## Your tasks
**a)** In the passage on Benefon's phones below, which network standard did the Benefon Forte operate on?
**b)** State whether each statement agrees with the passage on Benefon's phones below. Answer yes or no and quote the deciding words. (i) Benefon's first GSM phone was the Benefon Gamma, released in 1997. (ii) The Benefon Esc! had a color LCD. (iii) Benefon licensed Microsoft Mobile Explorer 2.0 in 2000.
**c)** Continue the passage on Benefon's phones below, starting after its final sentence.

## Source text
◆ ◆ ◆ ◆

In 1996 Benefon introduced the Alfa, Beta and Delta NMT-900 phones to the consumer market. However, by this stage, its former partner Nokia was already bringing to market GSM handsets such as the Nokia 1610. Benefon's first GSM phone was the 1997 Benefon Gamma, and the company continued to release new GSM handsets.

The Benefon ESC!, released in 1999, was introduced and was one of the first cellular devices with a built in GPS.

The Benefon Forte, operated on the NMT-450 standard and remained on the market for eleven years, until 2000. Engineered for tough operating conditions and equipped with a powerful antenna and transmitter, the phone found a niche operating on the edges of networks in industries such as shipping, since higher-frequency GSM coverage does not extend out to the sea.

Other mobile phone products included the Benefon Class that enabled cordless handset use, and the Benefon Smart, available in different colour options.

In 2000 Benefon released a Dual SIM phone Benefon Twin and Benefon Twin+. According to the company, it was the first dual-band GSM phone with two SIM-card slots. Benefon licensed the use of Microsoft Mobile Explorer 2.0 in 1999 to support both HTML and Wireless Application Protocol (WAP).

In response to the European Union's MORE-project (Mobile Rescue Phone), Benefon changed its focus to GSM+GPS mobile telematics equipment. The company launched what it later called "the first mobile phone and a GPS navigator integrated in one product", the Benefon Esc!, in late 1999, followed by the Benefon Track in 2000. The Esc! was splashproof and featured a large, greyscale LCD. Esc! allowed for users to load maps onto the phone, to trace their position and movement, and to call or send their coordinates via SMS to a list of set numbers by setting an "Emergency Key". It also featured a "Friend Find" service, whereby users with Esc! handsets could track each other's locations directly on their handset display. In some markets this feature was implemented online.

◆ ◆ ◆ ◆

## Data for analysis
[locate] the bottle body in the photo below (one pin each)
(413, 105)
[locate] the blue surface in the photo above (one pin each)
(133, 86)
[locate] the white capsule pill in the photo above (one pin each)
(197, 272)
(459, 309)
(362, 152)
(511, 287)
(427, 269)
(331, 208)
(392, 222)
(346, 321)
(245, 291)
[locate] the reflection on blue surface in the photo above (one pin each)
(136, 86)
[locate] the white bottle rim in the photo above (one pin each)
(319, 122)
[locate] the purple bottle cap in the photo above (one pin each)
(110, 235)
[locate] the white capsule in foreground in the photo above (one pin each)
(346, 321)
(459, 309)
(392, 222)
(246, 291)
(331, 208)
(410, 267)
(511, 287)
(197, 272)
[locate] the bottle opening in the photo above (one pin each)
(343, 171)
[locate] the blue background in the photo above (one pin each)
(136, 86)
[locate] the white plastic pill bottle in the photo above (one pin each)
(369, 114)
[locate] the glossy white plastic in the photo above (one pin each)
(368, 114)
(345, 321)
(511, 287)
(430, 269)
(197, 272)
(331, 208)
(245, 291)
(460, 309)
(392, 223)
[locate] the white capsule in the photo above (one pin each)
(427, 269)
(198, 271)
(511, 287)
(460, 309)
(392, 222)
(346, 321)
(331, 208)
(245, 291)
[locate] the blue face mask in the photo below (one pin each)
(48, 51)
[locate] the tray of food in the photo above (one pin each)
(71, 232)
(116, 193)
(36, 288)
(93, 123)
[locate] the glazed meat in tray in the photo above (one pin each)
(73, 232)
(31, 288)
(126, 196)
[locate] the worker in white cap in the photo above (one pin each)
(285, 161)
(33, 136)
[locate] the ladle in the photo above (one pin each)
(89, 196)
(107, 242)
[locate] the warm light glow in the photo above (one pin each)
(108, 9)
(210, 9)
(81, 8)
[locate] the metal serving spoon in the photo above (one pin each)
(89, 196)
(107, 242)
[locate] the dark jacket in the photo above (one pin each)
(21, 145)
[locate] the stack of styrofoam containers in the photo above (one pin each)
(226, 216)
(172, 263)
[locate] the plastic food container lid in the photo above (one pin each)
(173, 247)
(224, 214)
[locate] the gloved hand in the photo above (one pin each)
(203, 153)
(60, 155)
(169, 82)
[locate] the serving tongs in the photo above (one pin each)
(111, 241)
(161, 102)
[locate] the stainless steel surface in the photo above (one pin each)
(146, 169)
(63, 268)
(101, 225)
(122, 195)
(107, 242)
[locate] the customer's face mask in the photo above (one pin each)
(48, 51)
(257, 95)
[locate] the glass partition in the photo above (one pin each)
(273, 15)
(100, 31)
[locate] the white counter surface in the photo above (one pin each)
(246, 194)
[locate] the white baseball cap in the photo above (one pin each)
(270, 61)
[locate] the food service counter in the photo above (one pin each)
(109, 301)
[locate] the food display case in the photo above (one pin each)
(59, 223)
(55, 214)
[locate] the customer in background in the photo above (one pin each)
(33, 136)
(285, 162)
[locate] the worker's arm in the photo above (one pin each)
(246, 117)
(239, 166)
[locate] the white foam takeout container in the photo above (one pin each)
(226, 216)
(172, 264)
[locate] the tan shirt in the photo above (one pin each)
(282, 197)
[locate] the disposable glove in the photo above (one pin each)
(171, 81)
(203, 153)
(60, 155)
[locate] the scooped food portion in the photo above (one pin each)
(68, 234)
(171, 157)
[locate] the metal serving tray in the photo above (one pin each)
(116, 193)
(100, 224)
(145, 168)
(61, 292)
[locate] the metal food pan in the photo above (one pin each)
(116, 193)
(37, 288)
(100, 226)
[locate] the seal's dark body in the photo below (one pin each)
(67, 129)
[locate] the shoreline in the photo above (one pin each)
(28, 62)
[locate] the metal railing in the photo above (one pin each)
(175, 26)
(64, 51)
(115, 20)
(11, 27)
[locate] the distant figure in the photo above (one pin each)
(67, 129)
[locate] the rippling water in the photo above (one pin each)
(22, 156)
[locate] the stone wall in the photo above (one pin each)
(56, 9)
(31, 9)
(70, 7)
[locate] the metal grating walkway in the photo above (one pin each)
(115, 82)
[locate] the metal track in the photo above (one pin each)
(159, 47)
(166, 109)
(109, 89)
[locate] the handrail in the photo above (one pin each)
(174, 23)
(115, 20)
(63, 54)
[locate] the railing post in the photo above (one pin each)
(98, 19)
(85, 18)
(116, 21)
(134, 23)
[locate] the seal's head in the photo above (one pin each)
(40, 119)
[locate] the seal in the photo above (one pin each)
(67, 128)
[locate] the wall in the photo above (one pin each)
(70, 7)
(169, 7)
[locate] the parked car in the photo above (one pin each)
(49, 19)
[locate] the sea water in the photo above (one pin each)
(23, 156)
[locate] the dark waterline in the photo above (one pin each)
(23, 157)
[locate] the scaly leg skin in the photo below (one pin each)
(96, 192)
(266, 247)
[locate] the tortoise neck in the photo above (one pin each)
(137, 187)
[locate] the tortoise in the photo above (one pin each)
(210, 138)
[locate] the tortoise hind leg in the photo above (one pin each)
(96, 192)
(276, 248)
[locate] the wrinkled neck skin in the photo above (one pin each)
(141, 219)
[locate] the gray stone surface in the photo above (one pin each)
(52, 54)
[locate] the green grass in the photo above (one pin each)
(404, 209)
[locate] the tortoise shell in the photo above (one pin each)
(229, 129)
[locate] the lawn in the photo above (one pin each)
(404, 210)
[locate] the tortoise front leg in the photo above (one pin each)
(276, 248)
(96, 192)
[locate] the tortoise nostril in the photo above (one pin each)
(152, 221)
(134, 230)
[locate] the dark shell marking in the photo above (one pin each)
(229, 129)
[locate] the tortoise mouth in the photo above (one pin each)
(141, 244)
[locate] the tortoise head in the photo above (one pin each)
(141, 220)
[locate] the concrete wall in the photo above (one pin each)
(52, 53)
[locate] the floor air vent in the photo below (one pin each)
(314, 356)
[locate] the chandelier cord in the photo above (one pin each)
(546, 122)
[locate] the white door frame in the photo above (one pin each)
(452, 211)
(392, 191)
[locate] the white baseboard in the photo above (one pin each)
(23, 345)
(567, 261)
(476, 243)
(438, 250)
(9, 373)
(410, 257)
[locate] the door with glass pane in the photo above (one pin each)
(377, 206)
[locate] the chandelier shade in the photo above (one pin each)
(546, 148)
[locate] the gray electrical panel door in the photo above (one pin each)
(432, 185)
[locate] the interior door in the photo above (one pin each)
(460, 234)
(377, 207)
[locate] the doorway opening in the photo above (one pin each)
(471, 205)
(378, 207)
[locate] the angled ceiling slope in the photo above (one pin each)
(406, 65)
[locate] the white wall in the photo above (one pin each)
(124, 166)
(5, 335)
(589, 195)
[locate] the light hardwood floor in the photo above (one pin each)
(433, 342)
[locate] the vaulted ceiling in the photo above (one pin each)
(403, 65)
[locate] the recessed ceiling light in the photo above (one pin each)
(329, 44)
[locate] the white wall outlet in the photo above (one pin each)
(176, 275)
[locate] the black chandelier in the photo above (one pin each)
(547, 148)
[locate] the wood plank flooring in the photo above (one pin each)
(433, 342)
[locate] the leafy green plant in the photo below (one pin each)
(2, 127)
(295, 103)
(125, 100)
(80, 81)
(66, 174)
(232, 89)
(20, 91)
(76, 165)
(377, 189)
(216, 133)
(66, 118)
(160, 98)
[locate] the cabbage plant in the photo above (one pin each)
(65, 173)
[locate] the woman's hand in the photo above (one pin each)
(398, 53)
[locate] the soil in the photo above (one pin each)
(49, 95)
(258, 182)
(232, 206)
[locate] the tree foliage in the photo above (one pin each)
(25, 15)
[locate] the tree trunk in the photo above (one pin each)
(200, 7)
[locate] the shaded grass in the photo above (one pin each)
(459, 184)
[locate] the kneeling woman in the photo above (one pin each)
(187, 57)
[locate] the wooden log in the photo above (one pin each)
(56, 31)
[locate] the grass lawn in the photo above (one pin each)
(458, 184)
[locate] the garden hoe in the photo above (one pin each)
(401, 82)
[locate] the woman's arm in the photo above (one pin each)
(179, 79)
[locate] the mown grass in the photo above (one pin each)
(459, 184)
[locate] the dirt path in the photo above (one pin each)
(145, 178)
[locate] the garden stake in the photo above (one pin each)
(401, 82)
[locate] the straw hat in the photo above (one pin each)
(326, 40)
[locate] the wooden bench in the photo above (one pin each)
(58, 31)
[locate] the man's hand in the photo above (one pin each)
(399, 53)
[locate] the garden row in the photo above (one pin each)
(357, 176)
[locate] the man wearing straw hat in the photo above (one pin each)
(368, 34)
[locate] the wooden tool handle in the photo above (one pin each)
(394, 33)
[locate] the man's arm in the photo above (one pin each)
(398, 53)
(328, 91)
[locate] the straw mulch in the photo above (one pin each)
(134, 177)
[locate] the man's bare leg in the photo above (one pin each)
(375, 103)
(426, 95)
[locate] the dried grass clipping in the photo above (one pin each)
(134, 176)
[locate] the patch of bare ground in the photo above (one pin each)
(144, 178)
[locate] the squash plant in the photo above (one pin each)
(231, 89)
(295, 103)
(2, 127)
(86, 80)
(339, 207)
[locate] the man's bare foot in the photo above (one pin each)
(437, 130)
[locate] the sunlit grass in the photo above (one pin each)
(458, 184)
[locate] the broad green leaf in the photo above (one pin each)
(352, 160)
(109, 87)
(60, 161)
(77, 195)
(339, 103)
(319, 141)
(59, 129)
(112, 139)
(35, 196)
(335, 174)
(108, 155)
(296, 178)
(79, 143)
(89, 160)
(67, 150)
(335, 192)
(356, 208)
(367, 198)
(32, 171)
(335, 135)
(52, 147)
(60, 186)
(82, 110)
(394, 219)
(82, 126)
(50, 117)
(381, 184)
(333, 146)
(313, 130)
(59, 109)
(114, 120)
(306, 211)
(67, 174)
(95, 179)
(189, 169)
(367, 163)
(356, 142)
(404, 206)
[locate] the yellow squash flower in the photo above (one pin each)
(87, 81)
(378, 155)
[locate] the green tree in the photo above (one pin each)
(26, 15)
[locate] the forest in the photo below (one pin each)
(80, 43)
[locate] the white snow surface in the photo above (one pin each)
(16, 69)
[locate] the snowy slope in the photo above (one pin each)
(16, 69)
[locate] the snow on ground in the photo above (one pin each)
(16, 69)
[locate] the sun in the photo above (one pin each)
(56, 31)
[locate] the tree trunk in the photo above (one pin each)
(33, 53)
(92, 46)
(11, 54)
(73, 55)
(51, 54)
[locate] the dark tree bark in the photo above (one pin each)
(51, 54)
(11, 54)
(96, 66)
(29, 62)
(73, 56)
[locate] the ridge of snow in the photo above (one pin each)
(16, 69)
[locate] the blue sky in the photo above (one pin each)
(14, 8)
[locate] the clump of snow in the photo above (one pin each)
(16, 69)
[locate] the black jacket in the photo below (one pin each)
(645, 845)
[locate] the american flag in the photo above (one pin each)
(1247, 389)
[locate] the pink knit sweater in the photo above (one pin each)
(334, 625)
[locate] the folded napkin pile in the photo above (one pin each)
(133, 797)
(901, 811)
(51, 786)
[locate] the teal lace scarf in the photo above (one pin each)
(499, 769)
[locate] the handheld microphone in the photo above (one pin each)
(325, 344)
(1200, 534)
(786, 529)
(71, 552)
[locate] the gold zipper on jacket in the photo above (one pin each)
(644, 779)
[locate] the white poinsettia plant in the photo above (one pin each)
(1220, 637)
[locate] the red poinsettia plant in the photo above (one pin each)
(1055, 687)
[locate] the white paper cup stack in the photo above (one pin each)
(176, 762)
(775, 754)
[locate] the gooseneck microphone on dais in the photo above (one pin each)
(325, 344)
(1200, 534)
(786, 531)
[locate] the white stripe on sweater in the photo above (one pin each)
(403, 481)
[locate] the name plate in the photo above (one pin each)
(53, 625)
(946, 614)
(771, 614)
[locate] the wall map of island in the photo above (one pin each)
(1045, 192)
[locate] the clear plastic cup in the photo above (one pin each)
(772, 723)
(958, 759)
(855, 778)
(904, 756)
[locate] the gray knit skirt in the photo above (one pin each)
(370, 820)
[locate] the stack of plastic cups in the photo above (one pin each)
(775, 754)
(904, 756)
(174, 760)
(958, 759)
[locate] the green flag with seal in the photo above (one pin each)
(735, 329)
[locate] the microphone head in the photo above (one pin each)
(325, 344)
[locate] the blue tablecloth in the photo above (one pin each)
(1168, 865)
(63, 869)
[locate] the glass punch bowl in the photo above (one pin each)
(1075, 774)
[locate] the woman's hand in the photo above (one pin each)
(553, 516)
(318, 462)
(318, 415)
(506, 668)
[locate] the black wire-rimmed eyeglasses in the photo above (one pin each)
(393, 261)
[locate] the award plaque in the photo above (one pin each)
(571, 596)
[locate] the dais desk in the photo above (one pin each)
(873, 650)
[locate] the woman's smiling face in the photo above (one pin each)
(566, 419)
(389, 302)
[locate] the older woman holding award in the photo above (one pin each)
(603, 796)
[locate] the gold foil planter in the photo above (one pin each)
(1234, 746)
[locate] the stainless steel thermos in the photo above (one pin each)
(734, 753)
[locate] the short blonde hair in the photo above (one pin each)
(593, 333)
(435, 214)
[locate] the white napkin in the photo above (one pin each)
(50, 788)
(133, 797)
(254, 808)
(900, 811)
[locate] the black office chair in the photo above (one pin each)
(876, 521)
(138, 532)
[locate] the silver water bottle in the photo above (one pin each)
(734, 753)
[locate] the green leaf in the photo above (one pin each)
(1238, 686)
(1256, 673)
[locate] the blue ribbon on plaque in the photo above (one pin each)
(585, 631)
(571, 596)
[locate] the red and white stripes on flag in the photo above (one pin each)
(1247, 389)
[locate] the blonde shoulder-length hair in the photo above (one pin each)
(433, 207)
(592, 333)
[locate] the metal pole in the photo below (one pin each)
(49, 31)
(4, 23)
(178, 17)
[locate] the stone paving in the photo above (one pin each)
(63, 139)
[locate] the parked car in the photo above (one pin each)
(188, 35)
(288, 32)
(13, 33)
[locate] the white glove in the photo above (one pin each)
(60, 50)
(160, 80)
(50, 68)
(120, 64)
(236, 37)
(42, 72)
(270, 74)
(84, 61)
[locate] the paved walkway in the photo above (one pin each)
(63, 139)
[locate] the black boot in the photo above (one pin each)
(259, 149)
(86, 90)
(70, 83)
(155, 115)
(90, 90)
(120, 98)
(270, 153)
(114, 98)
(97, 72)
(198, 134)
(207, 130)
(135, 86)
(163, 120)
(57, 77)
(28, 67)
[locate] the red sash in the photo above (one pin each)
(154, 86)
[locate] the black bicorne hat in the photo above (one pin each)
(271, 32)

◆ ◆ ◆ ◆

## Answers for the exercise
**a)** The Benefon Forte operated on the NMT-450 standard.

**b)**
(i) Yes: "Benefon's first GSM phone was the 1997 Benefon Gamma"
(ii) No: "The Esc! was splashproof and featured a large, greyscale LCD."
(iii) No: "Benefon licensed the use of Microsoft Mobile Explorer 2.0 in 1999"

**c)**
Twig Com products include personal safety and GPS tracking devices and software for worker protection, telecare, and asset tracking applications.

- TWIG Protector, a GPS/GSM personal protection and surveillance device intended to protect lone workers in hazardous areas
- TWIG Discovery Pro, a communication device that combines a triple band GSM mobile phone with a GPS receiver and TWIG telematics
- TWIG Locator, a GPS/GSM unit intended for personal protection, asset tracking and surveillance
- TWIG Tracer, an optional application for TWIG Discovery Pro
- TWIG Tracer maps, topographical maps for Tracer applications
- TWIG Web Finder, a Web service that lets users locate their TWIG devices

== Museums ==
Some vintage Benefon models are exhibited in museums such as Communication History Museum in Kaunas.